= TASK TO COMPLETE =
Locate each line of the records that contains the word "yellow" and copy those lines. Case counts.

-- start of DATA IN THIS EXERCISE --

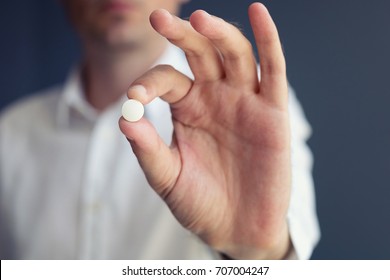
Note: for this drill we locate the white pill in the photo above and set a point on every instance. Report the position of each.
(132, 110)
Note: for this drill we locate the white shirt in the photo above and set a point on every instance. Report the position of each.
(72, 189)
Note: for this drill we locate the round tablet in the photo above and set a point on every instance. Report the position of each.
(132, 110)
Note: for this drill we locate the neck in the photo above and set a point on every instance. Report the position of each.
(107, 74)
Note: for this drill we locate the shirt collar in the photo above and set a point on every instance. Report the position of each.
(73, 103)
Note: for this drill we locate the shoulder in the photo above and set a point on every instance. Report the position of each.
(36, 108)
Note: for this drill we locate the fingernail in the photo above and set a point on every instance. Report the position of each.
(138, 89)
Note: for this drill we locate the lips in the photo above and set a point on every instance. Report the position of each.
(117, 6)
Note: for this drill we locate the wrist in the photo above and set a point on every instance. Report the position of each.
(277, 247)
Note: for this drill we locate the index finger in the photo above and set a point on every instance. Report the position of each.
(273, 84)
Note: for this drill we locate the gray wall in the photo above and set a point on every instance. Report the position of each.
(338, 62)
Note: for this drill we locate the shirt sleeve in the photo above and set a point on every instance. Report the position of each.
(302, 216)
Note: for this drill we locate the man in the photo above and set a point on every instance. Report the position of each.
(71, 189)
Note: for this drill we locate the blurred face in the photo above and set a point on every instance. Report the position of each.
(116, 23)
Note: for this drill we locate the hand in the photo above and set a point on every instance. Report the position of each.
(226, 176)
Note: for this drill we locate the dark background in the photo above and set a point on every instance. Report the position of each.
(338, 62)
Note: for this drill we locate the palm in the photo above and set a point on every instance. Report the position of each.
(226, 176)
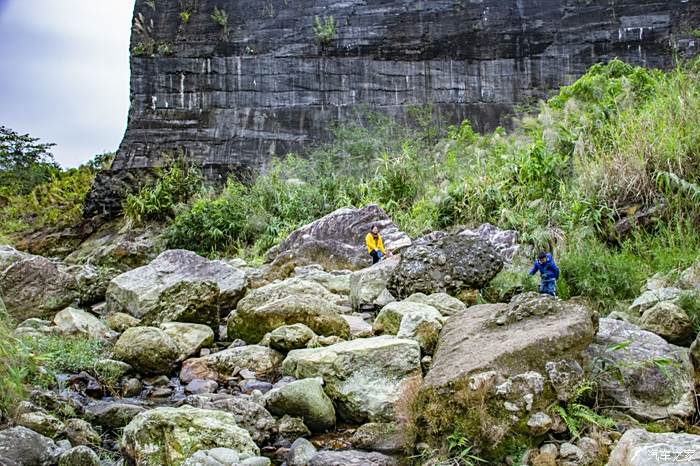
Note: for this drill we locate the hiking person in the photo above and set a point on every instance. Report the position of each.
(549, 272)
(375, 246)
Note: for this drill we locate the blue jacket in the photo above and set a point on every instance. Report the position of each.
(548, 270)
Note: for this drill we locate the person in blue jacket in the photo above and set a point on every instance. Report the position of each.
(549, 272)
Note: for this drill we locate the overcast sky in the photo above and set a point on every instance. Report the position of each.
(64, 73)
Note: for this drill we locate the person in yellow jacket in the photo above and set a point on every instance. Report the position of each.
(375, 246)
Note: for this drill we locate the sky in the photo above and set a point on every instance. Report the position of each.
(64, 73)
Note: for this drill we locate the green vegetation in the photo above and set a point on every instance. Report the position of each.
(220, 17)
(325, 30)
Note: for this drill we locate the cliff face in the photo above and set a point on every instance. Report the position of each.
(234, 93)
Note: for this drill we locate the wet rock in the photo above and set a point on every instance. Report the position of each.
(336, 241)
(20, 446)
(292, 301)
(289, 337)
(368, 284)
(112, 415)
(670, 322)
(178, 286)
(189, 338)
(79, 456)
(33, 286)
(638, 447)
(649, 299)
(199, 386)
(651, 390)
(148, 349)
(263, 361)
(120, 321)
(80, 432)
(450, 264)
(171, 435)
(495, 356)
(382, 437)
(249, 415)
(300, 453)
(364, 377)
(292, 428)
(351, 458)
(41, 422)
(71, 321)
(305, 399)
(444, 303)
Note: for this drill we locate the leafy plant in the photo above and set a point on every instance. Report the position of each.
(220, 17)
(325, 30)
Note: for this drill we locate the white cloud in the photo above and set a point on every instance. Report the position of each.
(64, 73)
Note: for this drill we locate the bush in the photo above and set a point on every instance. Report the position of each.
(174, 186)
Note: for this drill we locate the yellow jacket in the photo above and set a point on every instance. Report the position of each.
(373, 245)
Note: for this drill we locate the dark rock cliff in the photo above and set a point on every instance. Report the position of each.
(232, 94)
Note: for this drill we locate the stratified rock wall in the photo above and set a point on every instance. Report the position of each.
(234, 97)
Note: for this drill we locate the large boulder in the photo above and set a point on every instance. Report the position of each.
(670, 322)
(504, 241)
(72, 321)
(263, 361)
(336, 241)
(488, 374)
(20, 446)
(446, 304)
(149, 350)
(365, 377)
(641, 448)
(33, 286)
(642, 372)
(171, 435)
(368, 284)
(304, 399)
(292, 301)
(178, 286)
(446, 264)
(249, 415)
(189, 338)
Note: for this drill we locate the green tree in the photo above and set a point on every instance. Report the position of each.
(24, 162)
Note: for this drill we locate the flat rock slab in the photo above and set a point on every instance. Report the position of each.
(180, 286)
(364, 377)
(336, 241)
(657, 377)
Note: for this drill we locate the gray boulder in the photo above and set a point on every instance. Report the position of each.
(496, 357)
(72, 321)
(365, 378)
(263, 361)
(189, 338)
(637, 447)
(148, 350)
(446, 304)
(79, 456)
(351, 458)
(20, 446)
(33, 286)
(368, 284)
(641, 371)
(178, 286)
(292, 301)
(670, 322)
(305, 399)
(450, 264)
(171, 435)
(289, 337)
(249, 415)
(336, 241)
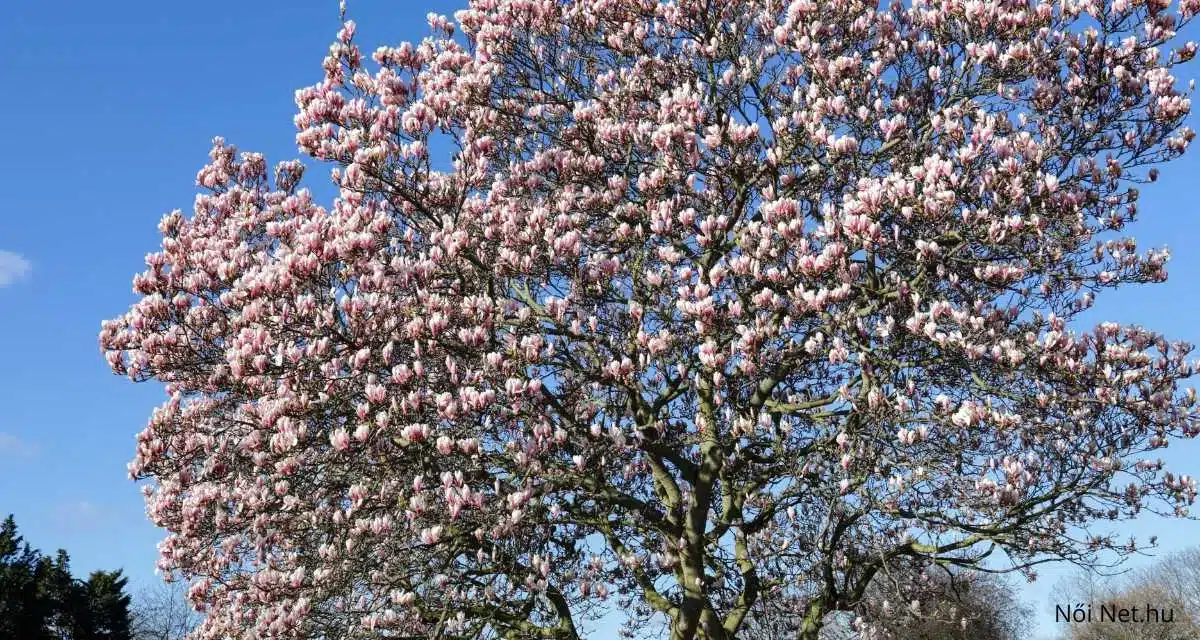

-- end of DATA IN THIS EXERCISE --

= TASK OUTPUT =
Note: for this drill we locate the person in yellow jacket in the photo above and set a point on every instance. Report the position of each.
Note: for this drill we locate the yellow jacket in the photo above and set a point on every instance. Report the position of each.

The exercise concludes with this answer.